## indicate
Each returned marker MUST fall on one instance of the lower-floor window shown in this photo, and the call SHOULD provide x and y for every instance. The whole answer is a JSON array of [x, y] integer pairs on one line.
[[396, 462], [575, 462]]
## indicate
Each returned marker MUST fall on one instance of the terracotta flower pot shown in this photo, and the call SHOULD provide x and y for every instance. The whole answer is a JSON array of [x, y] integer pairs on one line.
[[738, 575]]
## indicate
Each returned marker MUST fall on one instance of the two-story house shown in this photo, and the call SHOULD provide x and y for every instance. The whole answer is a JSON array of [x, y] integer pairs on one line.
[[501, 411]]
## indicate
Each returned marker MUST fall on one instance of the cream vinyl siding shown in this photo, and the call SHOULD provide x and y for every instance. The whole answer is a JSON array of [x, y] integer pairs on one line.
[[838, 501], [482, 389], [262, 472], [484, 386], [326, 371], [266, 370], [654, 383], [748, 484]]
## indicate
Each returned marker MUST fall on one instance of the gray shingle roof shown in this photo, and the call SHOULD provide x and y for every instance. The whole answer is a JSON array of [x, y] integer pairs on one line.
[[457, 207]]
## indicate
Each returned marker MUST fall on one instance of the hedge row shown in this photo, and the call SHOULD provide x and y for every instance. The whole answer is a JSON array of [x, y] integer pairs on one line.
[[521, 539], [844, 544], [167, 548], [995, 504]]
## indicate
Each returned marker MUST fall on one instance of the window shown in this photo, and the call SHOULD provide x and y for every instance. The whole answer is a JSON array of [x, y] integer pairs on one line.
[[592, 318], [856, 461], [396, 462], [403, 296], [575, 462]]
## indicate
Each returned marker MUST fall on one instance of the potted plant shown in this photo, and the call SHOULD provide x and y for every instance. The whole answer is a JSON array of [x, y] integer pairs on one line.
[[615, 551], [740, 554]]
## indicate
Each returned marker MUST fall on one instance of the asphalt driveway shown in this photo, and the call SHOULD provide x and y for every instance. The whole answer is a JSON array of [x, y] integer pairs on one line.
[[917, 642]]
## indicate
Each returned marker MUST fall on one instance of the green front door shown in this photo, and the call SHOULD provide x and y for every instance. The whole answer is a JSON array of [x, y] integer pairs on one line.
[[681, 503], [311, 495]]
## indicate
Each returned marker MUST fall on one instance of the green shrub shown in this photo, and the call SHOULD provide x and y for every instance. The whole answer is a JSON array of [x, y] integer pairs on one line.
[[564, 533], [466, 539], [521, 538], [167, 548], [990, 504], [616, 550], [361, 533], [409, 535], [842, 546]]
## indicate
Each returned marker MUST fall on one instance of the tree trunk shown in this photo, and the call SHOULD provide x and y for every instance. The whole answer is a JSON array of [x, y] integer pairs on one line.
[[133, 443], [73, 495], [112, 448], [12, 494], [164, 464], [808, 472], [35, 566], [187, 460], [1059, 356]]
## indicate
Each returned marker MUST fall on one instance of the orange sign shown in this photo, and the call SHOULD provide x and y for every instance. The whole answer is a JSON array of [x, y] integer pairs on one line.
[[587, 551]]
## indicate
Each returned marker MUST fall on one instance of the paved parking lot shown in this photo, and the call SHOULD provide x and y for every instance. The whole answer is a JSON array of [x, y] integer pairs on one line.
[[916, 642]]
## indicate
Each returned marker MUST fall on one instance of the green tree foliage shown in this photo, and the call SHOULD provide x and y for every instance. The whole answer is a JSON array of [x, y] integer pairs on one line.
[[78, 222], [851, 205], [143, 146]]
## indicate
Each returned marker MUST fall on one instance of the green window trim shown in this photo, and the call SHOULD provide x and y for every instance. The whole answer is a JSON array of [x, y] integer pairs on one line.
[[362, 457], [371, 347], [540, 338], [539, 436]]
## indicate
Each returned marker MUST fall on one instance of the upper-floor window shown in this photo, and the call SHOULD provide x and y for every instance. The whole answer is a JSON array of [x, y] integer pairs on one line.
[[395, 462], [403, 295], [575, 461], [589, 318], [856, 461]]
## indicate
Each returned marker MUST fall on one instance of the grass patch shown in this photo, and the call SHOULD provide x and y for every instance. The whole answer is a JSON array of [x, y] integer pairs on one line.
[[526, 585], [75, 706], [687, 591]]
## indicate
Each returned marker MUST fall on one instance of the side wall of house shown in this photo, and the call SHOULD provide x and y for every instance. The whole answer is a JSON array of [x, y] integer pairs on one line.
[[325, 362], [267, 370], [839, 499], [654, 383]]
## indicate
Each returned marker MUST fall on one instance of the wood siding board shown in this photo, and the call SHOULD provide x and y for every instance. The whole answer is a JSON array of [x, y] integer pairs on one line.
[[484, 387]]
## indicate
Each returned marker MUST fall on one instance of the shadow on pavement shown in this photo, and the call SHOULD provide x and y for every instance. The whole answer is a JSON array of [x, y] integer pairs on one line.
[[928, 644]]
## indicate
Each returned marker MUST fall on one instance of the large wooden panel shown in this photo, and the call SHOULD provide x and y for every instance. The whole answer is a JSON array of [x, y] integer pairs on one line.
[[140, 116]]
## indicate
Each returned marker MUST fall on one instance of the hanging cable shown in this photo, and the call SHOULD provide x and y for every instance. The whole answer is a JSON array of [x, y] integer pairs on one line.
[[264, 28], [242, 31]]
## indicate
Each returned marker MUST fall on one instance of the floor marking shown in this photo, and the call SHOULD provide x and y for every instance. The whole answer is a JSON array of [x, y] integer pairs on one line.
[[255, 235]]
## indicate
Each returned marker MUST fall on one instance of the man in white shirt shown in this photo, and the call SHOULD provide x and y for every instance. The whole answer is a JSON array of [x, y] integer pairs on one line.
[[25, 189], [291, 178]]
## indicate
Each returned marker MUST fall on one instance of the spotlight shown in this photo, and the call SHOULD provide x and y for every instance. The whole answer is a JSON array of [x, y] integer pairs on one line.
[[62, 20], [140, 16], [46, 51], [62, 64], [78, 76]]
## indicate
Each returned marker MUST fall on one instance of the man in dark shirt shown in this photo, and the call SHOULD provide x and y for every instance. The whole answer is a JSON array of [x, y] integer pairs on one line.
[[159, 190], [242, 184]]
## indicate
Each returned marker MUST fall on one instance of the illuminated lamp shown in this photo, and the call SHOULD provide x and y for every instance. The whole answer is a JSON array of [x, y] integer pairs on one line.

◆ **Given problem**:
Put the lines from the very first one through the one containing "[[501, 411]]", inclusive, into a JSON list of strings, one string per line, with blank lines left out.

◆ **Result of the exercise**:
[
  "## indicate",
  "Each returned marker MUST fall on one instance of the lower-floor window shown in this photo, and the call SHOULD provide x and y for every instance. The whole answer is a JSON array of [x, y] integer pairs on one line.",
  "[[396, 462], [575, 462]]",
  "## indicate",
  "Each returned marker MUST fall on one instance of the terracotta flower pot shown in this photo, and the call SHOULD provide x and y for every instance. The whole answer is a JSON array of [x, y] integer pairs on one line.",
  "[[738, 575]]",
  "## indicate",
  "Each returned marker MUST fall on one instance of the two-story house shown in this photo, and the call SHOULD provide x and y for every instance. The whole answer is a JSON array of [x, y] integer pairs on one line.",
  "[[501, 411]]"
]